Questions:
1) In the news report on the Spokane police appeal, what is the authorized maximum fee for Winston & Cashatt Lawyers after the contract increase?
2) Quote the news report on the Spokane police appeal, starting with "Five council members" and going on through "his client prevails.".
Page extract START
Appeal in Spokane police officer’s jury win will continue
Spokane City Council members voted Monday to continue appealing a $700,000 jury verdict in favor of a Spokane police officer who was fired after allegations he threatened to kill his wife during a messy divorce six years ago.
The council approved a $60,000 increase in its contract with an outside law firm to carry the appeal against Officer Jay Mehring. The Spokane firm, Winston & Cashatt Lawyers, will now have an authorized maximum fee of $105,900.
Five council members voted unanimously on the contract increase as one of a group of routine items adopted on a consent agenda Monday afternoon. Council members Nancy McLaughlin and Amber Waldref were absent.
Council President Ben Stuckart declined to comment on the vote.
The council took the action at the request of City Attorney Nancy Isserlis. The contract is with the firm Isserlis left to join the city.
As part of the case, a jury awarded Mehring $250,000 in punitive damages against the police department, plus $45,675 in economic damages and $427,000 for emotional distress and pain and suffering.
The case also involves about $800,000 in attorney fees for Mehring’s lawyer, Bob Dunn.
Dunn said the total cost to the city, including interest, could reach more than $2 million if his client prevails.
An effort to mediate a settlement in recent months broke down, and now the two sides have briefs pending before Division 3 of the state Court of Appeals.
During the civil trial in 2011, the city was represented by Milt Rowland, a former assistant city attorney.
The city’s appeal was turned over to Winston & Cashatt in 2012 after Isserlis became city attorney.
Dunn said that Mehring continues to serve on the police force. “He’s as good an officer today as he ever was,” Dunn said.
Mehring’s ex-wife died earlier this year from cancer, his attorney said.
Page extract END
Excerpted records START
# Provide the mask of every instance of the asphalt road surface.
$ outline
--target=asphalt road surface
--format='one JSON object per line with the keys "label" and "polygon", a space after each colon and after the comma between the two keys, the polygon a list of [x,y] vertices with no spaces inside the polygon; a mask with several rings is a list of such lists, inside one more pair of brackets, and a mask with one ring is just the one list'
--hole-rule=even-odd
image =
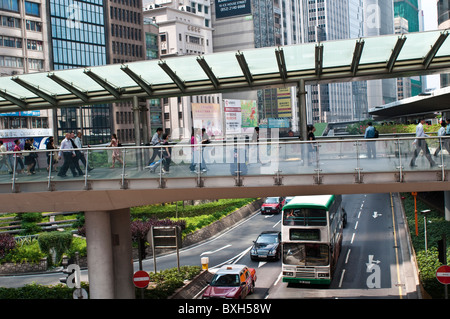
{"label": "asphalt road surface", "polygon": [[[281,230],[281,214],[259,212],[220,234],[179,251],[180,265],[201,265],[209,258],[213,272],[228,263],[255,268],[255,293],[249,299],[295,298],[418,298],[414,267],[406,241],[399,199],[390,194],[344,195],[348,215],[343,247],[333,281],[329,287],[288,285],[281,280],[281,261],[252,261],[249,250],[262,231]],[[177,266],[176,253],[156,258],[156,269]],[[138,270],[135,263],[135,271]],[[143,270],[154,271],[153,258],[143,261]],[[2,276],[0,286],[21,287],[36,282],[51,285],[62,273],[31,276]],[[81,280],[87,281],[87,271]]]}

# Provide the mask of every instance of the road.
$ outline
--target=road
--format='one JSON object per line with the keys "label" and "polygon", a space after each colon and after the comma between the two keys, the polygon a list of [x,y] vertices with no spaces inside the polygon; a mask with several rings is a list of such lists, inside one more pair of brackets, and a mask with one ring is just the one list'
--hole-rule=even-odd
{"label": "road", "polygon": [[268,298],[418,298],[398,199],[389,194],[344,195],[343,247],[329,287],[277,280]]}
{"label": "road", "polygon": [[[338,266],[329,287],[288,285],[281,280],[281,261],[251,261],[252,241],[265,230],[281,229],[281,214],[259,212],[232,228],[197,245],[181,249],[181,265],[201,265],[209,258],[214,271],[226,263],[256,268],[257,282],[251,299],[295,298],[417,298],[415,273],[406,242],[404,221],[398,199],[390,194],[344,195],[348,215]],[[176,267],[175,253],[159,256],[157,270]],[[135,270],[138,264],[135,263]],[[153,258],[143,262],[143,270],[153,271]],[[1,277],[0,286],[20,287],[29,282],[52,284],[62,274]],[[82,271],[87,280],[87,271]]]}

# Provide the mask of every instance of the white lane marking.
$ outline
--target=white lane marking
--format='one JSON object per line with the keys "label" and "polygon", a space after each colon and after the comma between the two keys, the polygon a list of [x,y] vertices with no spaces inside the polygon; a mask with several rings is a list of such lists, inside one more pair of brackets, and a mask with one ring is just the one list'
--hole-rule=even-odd
{"label": "white lane marking", "polygon": [[231,246],[231,244],[226,245],[226,246],[223,246],[223,247],[221,247],[221,248],[219,248],[219,249],[216,249],[216,250],[213,250],[213,251],[205,251],[204,253],[201,253],[200,256],[203,256],[203,255],[211,255],[211,254],[217,253],[218,251],[221,251],[221,250],[223,250],[223,249],[225,249],[225,248],[228,248],[228,247],[230,247],[230,246]]}

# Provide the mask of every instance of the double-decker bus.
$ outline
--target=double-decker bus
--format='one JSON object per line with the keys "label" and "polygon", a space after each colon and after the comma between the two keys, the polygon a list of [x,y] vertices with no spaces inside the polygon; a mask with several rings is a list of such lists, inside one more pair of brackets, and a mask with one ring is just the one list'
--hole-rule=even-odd
{"label": "double-decker bus", "polygon": [[347,221],[341,203],[341,195],[296,196],[283,207],[283,282],[331,283]]}

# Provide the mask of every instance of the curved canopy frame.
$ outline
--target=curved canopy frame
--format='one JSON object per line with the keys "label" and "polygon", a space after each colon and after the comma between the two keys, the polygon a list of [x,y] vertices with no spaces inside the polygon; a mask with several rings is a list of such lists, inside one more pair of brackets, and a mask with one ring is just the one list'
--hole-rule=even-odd
{"label": "curved canopy frame", "polygon": [[447,38],[439,30],[0,77],[0,113],[442,73]]}

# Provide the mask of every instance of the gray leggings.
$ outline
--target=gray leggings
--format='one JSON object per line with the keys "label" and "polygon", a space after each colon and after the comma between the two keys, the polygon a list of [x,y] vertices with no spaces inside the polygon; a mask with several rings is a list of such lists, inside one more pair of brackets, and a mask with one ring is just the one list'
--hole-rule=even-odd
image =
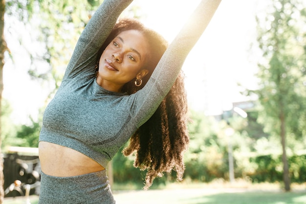
{"label": "gray leggings", "polygon": [[114,204],[106,170],[58,177],[42,172],[39,204]]}

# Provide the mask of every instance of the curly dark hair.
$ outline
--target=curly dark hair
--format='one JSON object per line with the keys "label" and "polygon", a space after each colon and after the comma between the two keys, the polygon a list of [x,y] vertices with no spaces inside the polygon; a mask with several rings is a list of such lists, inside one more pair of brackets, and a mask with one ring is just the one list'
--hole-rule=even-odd
{"label": "curly dark hair", "polygon": [[[104,44],[98,58],[106,46],[120,32],[136,30],[147,39],[150,49],[150,58],[145,63],[149,73],[142,79],[140,87],[136,87],[135,79],[124,85],[122,91],[129,94],[136,92],[147,82],[168,47],[167,41],[155,31],[146,27],[135,19],[119,20]],[[167,96],[152,116],[131,136],[123,153],[125,156],[135,154],[134,166],[147,170],[145,189],[148,189],[157,177],[172,170],[176,172],[178,181],[182,179],[185,170],[183,154],[189,141],[187,131],[187,103],[182,71]]]}

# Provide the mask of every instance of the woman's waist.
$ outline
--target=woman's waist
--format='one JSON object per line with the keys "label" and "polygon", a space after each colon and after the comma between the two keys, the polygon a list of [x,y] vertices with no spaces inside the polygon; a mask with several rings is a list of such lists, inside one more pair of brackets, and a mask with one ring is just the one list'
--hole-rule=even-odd
{"label": "woman's waist", "polygon": [[50,142],[40,141],[39,153],[42,171],[50,176],[76,176],[105,169],[76,150]]}

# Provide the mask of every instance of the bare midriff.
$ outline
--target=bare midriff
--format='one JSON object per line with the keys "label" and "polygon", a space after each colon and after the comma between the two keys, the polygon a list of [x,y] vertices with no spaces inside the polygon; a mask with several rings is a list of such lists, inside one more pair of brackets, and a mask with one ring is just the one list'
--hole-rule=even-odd
{"label": "bare midriff", "polygon": [[42,171],[56,177],[71,177],[105,168],[82,153],[58,144],[41,141],[38,145]]}

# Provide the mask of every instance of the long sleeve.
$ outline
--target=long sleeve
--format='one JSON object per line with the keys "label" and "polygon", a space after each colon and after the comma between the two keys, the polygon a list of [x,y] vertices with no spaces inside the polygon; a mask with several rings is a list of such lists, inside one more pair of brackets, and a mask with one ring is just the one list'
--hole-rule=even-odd
{"label": "long sleeve", "polygon": [[104,0],[82,33],[68,65],[64,79],[84,71],[94,74],[98,51],[121,12],[132,0]]}
{"label": "long sleeve", "polygon": [[173,85],[188,53],[213,17],[221,0],[202,0],[162,57],[150,79],[133,98],[132,115],[140,127]]}

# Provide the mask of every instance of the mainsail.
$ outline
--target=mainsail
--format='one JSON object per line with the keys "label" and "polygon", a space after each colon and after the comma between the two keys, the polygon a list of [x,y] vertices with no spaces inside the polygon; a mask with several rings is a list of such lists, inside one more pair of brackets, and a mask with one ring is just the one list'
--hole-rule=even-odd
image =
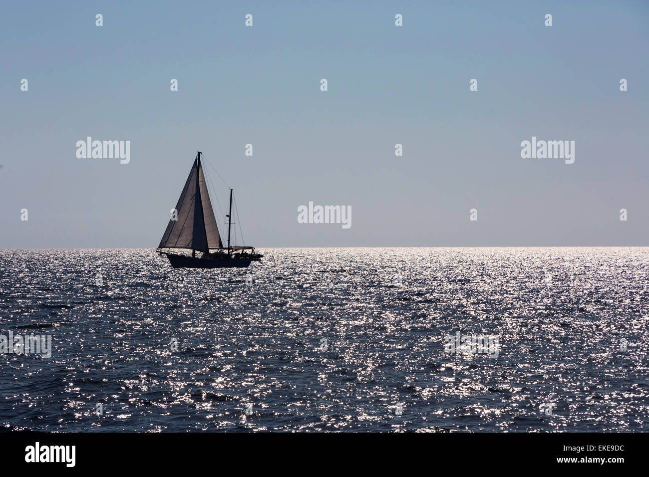
{"label": "mainsail", "polygon": [[208,252],[210,248],[223,247],[214,212],[210,201],[201,153],[194,160],[178,204],[177,220],[169,220],[158,249],[191,249]]}

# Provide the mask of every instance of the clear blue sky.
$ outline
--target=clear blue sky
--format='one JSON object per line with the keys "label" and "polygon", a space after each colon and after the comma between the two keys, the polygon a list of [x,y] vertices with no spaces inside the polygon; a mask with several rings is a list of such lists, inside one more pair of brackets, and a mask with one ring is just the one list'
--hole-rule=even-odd
{"label": "clear blue sky", "polygon": [[0,248],[154,247],[197,150],[258,247],[649,245],[649,2],[271,3],[5,3]]}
Excerpted records END
Answers:
1) $105,900

2)
Five council members voted unanimously on the contract increase as one of a group of routine items adopted on a consent agenda Monday afternoon. Council members Nancy McLaughlin and Amber Waldref were absent.
Council President Ben Stuckart declined to comment on the vote.
The council took the action at the request of City Attorney Nancy Isserlis. The contract is with the firm Isserlis left to join the city.
As part of the case, a jury awarded Mehring $250,000 in punitive damages against the police department, plus $45,675 in economic damages and $427,000 for emotional distress and pain and suffering.
The case also involves about $800,000 in attorney fees for Mehring’s lawyer, Bob Dunn.
Dunn said the total cost to the city, including interest, could reach more than $2 million if his client prevails.